Document:
---------------
The laser receiver is usually included with the laser level. This is a little box that attaches to the survey rod with thumb screws. It takes batteries and makes a tone when the laser beam from the level hits it.
The level should be placed upon a quality tripod. This is not the same type as you use for a camera. Survey grade tripods are usually made of wood or aluminum and have steel spikes to set it into the ground. The legs are adjustable so that you can adjust your level. The level should be about chest high when mounted so the tripod needs to be 4-5 feet high when set up.
Next on your shopping list is a survey rod. You want to get the smallest rod that will serve the purposes of the site work you are doing. A 12-foot rod is much better than a 25-foot rod if you only need to go up a few feet. The bigger the rod the more sway you have, and the measurements will be less accurate. However, if you have a steep slope on your site, a bigger rod may be necessary.
You will also need a measuring tape or carpenter’s rule. It is better to get one that is calibrated to 1/10’s of a foot rather than inches. The survey rod is always in 1/10’s of a foot, however, make sure you are not using a metric rod.
---------------
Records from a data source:
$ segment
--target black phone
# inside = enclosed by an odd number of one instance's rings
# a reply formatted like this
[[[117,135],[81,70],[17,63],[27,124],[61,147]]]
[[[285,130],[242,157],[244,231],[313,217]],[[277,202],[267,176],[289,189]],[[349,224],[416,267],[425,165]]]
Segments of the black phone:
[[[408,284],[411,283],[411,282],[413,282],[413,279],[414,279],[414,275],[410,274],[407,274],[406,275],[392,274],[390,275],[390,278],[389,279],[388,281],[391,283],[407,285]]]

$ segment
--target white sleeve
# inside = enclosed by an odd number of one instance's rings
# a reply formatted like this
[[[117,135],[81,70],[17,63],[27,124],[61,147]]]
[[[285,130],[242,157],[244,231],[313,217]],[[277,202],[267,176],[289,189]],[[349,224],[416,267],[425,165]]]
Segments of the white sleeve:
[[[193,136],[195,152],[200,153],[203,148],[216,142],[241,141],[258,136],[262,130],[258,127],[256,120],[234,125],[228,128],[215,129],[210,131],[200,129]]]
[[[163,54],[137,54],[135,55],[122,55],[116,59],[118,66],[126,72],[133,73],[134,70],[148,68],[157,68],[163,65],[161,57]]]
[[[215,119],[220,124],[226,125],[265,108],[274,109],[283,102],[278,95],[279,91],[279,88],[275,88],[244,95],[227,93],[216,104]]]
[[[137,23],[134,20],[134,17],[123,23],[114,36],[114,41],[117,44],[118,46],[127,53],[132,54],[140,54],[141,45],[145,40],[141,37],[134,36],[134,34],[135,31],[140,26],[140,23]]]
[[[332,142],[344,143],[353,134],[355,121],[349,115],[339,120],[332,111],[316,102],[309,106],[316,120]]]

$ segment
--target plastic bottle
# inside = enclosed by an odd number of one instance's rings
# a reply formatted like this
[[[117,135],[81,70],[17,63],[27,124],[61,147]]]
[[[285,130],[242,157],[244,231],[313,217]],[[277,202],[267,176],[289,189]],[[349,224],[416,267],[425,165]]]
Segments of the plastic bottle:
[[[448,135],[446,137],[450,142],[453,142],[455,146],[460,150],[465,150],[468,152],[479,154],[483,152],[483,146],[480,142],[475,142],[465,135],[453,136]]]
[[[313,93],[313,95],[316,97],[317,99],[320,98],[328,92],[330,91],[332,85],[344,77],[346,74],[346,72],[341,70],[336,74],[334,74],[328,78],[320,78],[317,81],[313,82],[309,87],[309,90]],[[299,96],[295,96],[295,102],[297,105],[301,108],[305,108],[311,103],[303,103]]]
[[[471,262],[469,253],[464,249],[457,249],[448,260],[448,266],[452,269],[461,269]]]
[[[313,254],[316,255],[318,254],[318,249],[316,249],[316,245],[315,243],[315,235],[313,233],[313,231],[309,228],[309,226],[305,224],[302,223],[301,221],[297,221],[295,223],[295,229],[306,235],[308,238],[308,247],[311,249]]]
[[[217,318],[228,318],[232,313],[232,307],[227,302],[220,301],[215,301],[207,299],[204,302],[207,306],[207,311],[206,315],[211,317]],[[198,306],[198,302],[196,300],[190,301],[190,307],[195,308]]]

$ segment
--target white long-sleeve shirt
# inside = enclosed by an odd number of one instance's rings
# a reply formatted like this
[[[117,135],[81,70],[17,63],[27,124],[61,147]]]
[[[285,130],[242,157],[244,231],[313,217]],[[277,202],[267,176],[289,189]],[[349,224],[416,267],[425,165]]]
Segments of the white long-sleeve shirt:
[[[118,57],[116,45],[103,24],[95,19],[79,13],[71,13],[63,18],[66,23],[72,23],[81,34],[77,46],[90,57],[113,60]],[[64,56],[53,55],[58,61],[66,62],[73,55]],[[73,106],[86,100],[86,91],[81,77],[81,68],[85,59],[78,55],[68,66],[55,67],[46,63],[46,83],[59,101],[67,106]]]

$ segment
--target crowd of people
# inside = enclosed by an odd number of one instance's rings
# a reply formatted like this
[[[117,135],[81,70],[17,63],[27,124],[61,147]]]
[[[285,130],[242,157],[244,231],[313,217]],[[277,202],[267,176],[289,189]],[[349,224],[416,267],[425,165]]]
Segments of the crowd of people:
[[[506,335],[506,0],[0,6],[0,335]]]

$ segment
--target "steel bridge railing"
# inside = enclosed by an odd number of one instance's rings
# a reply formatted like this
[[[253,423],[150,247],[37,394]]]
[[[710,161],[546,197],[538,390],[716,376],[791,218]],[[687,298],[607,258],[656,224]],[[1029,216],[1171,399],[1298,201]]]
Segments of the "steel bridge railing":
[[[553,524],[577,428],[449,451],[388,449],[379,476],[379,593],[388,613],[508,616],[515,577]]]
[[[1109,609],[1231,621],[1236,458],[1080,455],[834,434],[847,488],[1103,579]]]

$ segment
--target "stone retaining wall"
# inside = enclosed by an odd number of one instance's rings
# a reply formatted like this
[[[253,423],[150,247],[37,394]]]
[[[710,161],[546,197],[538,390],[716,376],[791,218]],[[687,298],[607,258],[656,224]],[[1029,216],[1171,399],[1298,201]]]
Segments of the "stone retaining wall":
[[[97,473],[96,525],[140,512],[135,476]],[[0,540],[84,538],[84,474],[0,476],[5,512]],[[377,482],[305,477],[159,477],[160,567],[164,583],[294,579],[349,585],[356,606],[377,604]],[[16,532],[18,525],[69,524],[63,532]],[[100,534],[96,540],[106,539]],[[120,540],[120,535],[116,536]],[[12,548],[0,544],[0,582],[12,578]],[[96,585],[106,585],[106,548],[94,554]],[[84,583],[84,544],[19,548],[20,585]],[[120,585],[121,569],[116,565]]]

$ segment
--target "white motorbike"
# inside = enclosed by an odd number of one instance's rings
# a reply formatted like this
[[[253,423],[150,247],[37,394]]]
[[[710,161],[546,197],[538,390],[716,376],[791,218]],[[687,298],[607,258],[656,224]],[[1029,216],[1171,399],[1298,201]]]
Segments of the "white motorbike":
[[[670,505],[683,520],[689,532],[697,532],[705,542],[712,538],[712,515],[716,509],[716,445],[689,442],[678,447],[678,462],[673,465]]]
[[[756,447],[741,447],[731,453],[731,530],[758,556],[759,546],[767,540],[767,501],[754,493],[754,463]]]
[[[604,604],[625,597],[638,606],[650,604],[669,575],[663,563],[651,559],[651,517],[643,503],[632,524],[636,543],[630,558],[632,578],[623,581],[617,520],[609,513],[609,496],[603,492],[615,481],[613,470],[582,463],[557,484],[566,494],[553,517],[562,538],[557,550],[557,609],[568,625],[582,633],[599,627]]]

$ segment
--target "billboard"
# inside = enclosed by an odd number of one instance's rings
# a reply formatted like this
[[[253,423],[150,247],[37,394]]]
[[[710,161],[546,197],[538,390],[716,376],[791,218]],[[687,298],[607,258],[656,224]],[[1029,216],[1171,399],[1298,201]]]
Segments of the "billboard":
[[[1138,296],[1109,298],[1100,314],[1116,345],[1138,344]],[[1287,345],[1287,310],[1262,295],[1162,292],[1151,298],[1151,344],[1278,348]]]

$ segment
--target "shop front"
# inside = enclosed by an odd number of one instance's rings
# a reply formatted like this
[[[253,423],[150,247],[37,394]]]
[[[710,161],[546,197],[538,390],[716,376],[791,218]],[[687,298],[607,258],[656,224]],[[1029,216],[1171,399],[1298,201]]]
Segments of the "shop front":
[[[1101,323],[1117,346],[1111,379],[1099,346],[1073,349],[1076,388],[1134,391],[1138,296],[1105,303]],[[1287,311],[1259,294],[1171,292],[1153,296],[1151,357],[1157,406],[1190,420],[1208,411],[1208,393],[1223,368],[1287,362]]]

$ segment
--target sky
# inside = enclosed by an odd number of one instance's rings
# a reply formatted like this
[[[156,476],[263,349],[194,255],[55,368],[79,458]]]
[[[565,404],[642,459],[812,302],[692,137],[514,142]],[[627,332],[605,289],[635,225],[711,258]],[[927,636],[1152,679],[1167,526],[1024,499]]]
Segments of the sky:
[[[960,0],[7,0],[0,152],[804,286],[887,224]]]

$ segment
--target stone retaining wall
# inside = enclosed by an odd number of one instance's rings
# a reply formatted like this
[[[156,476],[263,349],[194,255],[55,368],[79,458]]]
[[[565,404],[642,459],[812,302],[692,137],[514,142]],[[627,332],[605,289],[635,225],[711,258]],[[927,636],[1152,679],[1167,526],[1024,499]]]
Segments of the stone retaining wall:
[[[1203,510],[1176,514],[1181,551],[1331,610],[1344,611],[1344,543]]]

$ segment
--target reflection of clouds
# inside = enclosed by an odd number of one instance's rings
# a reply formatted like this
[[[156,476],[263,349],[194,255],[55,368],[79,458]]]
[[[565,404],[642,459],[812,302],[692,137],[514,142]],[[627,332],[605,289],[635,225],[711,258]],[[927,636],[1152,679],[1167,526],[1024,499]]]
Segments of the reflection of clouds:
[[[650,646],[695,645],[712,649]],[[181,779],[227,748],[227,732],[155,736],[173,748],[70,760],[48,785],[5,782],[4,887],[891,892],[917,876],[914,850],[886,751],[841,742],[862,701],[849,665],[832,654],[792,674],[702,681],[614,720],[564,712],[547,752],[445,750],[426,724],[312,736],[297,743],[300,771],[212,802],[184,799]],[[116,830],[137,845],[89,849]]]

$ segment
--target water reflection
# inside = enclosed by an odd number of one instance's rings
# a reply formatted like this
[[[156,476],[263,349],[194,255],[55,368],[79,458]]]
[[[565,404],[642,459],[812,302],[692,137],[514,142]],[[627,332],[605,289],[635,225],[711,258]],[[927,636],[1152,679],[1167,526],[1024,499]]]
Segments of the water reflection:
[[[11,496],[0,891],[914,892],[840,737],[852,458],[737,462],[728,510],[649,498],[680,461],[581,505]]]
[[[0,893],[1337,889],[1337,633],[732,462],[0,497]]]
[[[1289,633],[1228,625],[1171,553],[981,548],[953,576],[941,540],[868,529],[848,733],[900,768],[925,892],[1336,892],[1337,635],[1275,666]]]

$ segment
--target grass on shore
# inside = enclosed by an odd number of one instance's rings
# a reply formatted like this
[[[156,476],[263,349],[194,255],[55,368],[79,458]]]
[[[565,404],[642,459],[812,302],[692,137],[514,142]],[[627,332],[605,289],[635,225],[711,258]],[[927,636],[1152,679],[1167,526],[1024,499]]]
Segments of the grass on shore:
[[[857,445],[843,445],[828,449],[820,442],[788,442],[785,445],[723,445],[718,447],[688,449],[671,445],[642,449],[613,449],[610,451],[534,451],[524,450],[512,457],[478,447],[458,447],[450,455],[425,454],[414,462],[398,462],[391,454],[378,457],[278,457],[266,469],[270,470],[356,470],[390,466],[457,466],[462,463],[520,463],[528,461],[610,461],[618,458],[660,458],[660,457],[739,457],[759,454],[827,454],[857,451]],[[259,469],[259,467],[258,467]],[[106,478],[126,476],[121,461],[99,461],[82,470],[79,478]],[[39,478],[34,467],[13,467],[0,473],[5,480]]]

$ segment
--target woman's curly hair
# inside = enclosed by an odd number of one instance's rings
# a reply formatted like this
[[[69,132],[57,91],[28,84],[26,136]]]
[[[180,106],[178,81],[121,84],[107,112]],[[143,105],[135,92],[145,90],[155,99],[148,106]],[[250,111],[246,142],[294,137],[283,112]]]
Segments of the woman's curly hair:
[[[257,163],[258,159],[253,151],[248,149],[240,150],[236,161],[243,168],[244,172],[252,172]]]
---------------
Instruction: Quote the stretch of the surveying equipment passage above from "The level should be placed" through "when set up.".

Exercise result:
The level should be placed upon a quality tripod. This is not the same type as you use for a camera. Survey grade tripods are usually made of wood or aluminum and have steel spikes to set it into the ground. The legs are adjustable so that you can adjust your level. The level should be about chest high when mounted so the tripod needs to be 4-5 feet high when set up.